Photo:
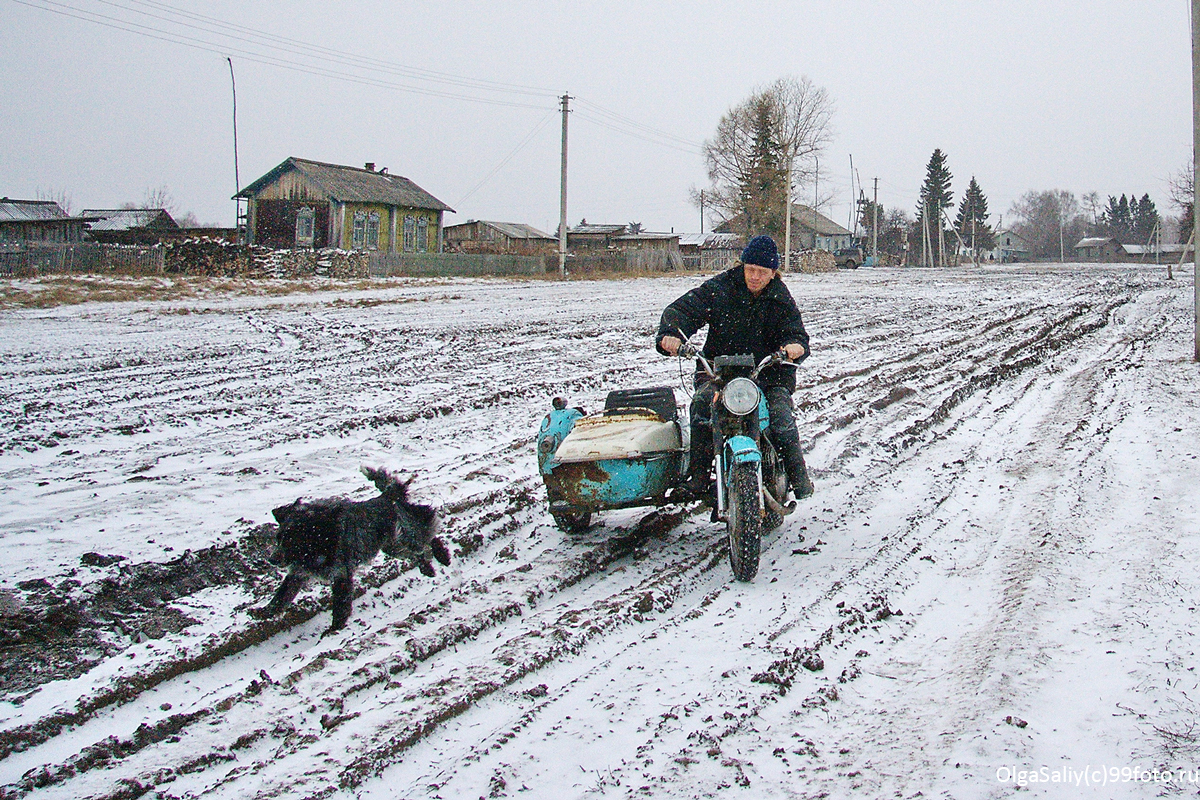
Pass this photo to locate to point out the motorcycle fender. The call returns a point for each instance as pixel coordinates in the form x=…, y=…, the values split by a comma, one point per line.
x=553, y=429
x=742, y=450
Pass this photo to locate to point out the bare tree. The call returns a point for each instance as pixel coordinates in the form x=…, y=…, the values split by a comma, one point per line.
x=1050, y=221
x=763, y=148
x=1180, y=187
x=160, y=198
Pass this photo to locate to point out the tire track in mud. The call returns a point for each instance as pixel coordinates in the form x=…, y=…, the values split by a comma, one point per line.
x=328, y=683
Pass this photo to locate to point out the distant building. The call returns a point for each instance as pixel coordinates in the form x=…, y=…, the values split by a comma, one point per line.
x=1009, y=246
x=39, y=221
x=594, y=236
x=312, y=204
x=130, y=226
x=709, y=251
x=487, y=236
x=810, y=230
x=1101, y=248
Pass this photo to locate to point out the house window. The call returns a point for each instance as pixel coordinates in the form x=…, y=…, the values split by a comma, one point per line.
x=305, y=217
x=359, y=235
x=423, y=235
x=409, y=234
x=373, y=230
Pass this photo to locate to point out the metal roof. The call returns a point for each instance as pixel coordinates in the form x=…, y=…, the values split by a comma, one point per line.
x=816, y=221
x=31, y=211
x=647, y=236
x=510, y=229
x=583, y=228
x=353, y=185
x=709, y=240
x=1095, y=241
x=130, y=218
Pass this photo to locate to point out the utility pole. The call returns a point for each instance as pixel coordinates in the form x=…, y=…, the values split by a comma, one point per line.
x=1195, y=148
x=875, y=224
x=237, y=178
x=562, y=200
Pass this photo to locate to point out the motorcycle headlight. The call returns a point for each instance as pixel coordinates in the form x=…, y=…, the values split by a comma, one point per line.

———

PROBLEM> Skipping all images, print the data above a second time exactly.

SOLUTION FOR THIS PROBLEM>
Photo:
Pass this photo to locate to point out the motorcycle fender. The call returns a point for each instance as pixel coordinates in the form x=…, y=…, the values split by a comma, one point per line.
x=553, y=429
x=742, y=450
Pass this photo to locate to point out the bare tree. The call returns a point for each instance as pixel coordinates in the form x=…, y=…, the values split by a comma, one point per line.
x=1050, y=221
x=763, y=148
x=1180, y=187
x=160, y=198
Pass this photo to locate to point out the tire track in mud. The call returns a point for each instance as pixel coordinates in the form x=…, y=…, the values split by a comma, one point per line.
x=328, y=683
Pass this photo to locate to point out the distant building. The call returns a point for each instance as pixel coordinates in the form x=…, y=…, the values split by a comma, one point per line.
x=1009, y=246
x=39, y=221
x=594, y=236
x=312, y=204
x=130, y=226
x=709, y=251
x=487, y=236
x=810, y=230
x=1101, y=248
Pass this photo to locate to point out the house window. The call returns a point for each instance as pixel coordinates in the form x=…, y=…, the values split by a comma, one point per line.
x=305, y=217
x=359, y=235
x=423, y=235
x=409, y=234
x=373, y=230
Pass this photo to locate to point out the metal roof. The call returns a point for each instance as pixel coordinates in the form x=…, y=…, the values split by a comma, one point per line.
x=816, y=221
x=31, y=211
x=647, y=236
x=510, y=229
x=583, y=228
x=353, y=185
x=709, y=240
x=1095, y=241
x=130, y=218
Pass this photo to locate to point out the utility pole. The call returns a point for each instance as pixel coordinates in the form x=…, y=…, the values split by a comma, one point per line.
x=1195, y=148
x=875, y=224
x=237, y=178
x=562, y=200
Pass this photo to locate to point out the motorcycle headlight. The call returns a point for each instance as pixel coordinates in the form x=…, y=…, the values split by a comma, one point per line.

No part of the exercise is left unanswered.